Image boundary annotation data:
%%
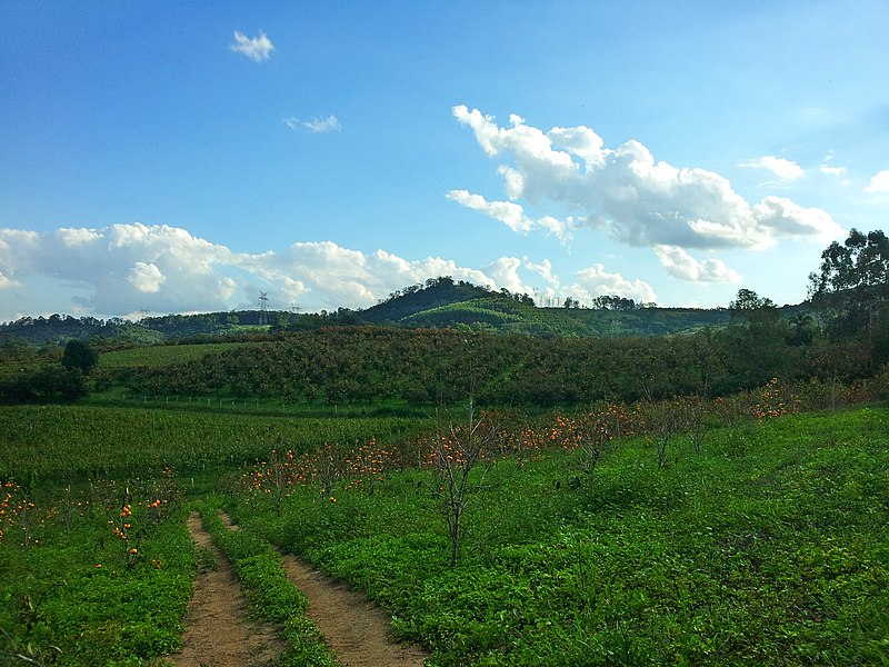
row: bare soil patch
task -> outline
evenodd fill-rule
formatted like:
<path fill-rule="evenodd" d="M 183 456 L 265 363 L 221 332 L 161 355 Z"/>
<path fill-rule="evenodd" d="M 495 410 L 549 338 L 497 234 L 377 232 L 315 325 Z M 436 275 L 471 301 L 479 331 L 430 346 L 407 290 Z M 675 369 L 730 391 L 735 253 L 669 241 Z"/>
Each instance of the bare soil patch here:
<path fill-rule="evenodd" d="M 221 510 L 219 516 L 230 529 L 238 529 Z M 422 667 L 429 654 L 394 643 L 384 609 L 294 556 L 282 559 L 288 578 L 309 599 L 306 617 L 314 621 L 340 665 Z"/>
<path fill-rule="evenodd" d="M 381 607 L 293 556 L 284 556 L 283 565 L 290 580 L 309 598 L 306 616 L 314 621 L 342 665 L 423 665 L 429 654 L 418 646 L 392 641 L 389 617 Z"/>
<path fill-rule="evenodd" d="M 169 659 L 177 667 L 271 667 L 278 665 L 284 643 L 274 628 L 249 618 L 241 587 L 231 565 L 192 514 L 191 539 L 213 554 L 216 569 L 198 574 L 182 637 L 182 650 Z"/>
%%
Exercise directions: Copy every line of the items above word for word, leaving out the pictures.

The answer:
row: bare soil patch
task -> outline
evenodd fill-rule
formatted like:
<path fill-rule="evenodd" d="M 183 456 L 265 363 L 221 332 L 161 355 Z"/>
<path fill-rule="evenodd" d="M 495 410 L 549 338 L 497 234 L 377 232 L 315 325 Z M 436 275 L 471 301 L 479 331 L 430 346 L 407 290 Z M 675 369 L 730 391 L 735 253 L 669 241 Z"/>
Each instance of the bare soil patch here:
<path fill-rule="evenodd" d="M 221 510 L 219 516 L 230 529 L 238 529 Z M 422 667 L 429 654 L 394 643 L 384 609 L 294 556 L 282 559 L 288 578 L 309 599 L 306 617 L 314 621 L 340 665 Z"/>
<path fill-rule="evenodd" d="M 381 607 L 293 556 L 284 556 L 283 565 L 290 580 L 309 598 L 306 616 L 314 621 L 342 665 L 423 665 L 429 654 L 418 646 L 392 641 L 389 617 Z"/>
<path fill-rule="evenodd" d="M 169 659 L 177 667 L 271 667 L 278 665 L 284 643 L 274 628 L 249 618 L 241 587 L 231 565 L 192 514 L 191 539 L 213 554 L 216 569 L 198 574 L 182 637 L 182 650 Z"/>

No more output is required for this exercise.